Work required:
Translate this sentence from the thread about computing nth derivatives in C into Spanish: "If you want to calculate high order derivatives this method will most likely be stable."

Text shown:
Is there any better way to find nth derivative of a function in C?

Question

I want to write a subroutine that calculates the nth derivative of a function given by the subroutine of the form:

double func(double x)
{
    // a mathematical expression representing a smooth curve 
    //returns the value of the function at x      
}

i wrote the following subroutine:

double nthderive(double (*f)(double),double x0,int n)
{   
   const double delta=1.0e-8;
   double x1=x0 - delta;
   double x2=x0 + delta;
   if(n==0) {
       return f(x0);
   }
   else {
       return (nthderive(f,x2,n-1)-nthderive(f,x1,n-1))/(2*delta);
   }
}

Can someone suggest a better algorithm for finding the nth derivative?

Answer 1

The nth derivative can be computed using Cauchy's integral lemma.

Transform the integral over the path into a "standard integral" (see Line integral).

Then you can integrate that expression (e.g. with trapezoidal rule).

If you want to calculate high order derivatives this method will most likely be stable.

Answer 2

Not counting the numerical instability issue, that makes adjustment of Delta difficult and precludes the use for high order derivatives (say n > 3 !), the recursive solution is pretty inefficient, as it takes 2^n function evaluations, where n+1 are enough.

Indeed, you compute

f' = f(+1) - f(-1)
f'' = f'(+1) - f'(-1) = f(+2) - f(0) - f(0) + f(-2)
f''' = f''(+1) - f''(-1) = f(+3) - f(+1) - f(+1) + f(-1) - f(+1) + f(-1) + f(-1) - f(-3)
...

when the Binomial formula tells you

f' = f(+1) - f(-1)
f'' = f(+2) - 2f(0) + f(-2)
f''' = f(+3) - 3f(+1) + 3f(-1) - f(-3)
...

Entries shown:
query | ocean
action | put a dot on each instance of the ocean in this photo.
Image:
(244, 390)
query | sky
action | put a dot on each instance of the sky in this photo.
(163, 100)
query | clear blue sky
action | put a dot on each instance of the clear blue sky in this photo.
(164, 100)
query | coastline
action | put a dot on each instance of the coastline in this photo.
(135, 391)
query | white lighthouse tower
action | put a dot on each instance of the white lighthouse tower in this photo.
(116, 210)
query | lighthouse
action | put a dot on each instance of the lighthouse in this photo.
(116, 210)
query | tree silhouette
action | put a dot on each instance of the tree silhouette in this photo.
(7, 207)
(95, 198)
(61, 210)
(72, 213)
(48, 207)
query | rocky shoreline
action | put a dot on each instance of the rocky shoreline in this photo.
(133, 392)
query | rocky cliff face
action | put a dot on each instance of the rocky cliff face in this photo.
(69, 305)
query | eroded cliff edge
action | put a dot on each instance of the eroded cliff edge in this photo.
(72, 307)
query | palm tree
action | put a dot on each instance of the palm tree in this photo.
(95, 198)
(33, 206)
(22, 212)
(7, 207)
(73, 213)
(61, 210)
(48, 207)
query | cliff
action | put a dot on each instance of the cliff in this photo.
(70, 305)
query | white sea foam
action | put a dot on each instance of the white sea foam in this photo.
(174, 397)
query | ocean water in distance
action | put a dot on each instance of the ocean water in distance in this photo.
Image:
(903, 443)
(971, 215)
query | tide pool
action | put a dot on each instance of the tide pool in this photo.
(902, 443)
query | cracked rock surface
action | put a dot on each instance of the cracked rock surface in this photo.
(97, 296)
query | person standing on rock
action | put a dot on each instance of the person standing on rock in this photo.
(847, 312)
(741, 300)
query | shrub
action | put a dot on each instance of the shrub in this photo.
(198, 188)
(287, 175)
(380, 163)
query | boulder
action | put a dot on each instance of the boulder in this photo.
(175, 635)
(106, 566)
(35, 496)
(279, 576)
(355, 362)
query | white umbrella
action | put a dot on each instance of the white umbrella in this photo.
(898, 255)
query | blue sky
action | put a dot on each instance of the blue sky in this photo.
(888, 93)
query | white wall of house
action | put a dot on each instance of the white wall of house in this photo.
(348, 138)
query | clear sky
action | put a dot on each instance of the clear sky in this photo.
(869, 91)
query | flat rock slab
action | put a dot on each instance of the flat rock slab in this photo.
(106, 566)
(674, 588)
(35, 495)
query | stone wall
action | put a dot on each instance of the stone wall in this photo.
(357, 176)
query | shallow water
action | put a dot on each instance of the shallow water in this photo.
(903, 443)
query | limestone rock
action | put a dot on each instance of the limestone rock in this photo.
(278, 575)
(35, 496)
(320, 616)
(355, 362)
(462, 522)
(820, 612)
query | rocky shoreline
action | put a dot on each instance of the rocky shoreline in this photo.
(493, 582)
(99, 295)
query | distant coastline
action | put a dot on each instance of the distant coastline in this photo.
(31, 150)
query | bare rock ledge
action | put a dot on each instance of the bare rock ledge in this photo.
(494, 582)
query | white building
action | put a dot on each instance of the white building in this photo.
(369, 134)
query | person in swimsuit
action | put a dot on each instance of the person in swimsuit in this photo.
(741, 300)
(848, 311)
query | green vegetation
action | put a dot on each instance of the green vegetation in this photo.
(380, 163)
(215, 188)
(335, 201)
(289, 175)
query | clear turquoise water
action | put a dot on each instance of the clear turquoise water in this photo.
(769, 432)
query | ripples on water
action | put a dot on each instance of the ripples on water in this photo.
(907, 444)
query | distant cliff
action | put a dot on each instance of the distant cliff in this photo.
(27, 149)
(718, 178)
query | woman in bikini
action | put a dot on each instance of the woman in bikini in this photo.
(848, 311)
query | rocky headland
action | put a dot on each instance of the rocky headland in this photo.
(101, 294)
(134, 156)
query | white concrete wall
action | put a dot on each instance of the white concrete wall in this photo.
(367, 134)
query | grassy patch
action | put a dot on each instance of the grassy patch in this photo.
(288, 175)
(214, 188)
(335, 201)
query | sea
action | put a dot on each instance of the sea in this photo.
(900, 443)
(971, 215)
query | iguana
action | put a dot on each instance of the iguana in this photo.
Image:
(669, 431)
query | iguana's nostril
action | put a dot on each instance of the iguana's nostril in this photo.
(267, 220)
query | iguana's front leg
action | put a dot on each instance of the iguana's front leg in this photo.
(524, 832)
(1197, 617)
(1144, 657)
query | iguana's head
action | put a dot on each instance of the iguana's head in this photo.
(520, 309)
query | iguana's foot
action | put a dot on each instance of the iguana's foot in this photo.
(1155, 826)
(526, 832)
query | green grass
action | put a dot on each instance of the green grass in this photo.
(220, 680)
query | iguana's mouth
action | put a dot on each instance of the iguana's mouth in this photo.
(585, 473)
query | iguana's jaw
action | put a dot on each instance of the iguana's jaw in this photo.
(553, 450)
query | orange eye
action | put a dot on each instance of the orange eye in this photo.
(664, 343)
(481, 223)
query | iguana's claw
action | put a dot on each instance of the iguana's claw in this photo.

Result of this task:
Si quieres calcular derivadas de orden superior, lo más probable es que este método sea estable.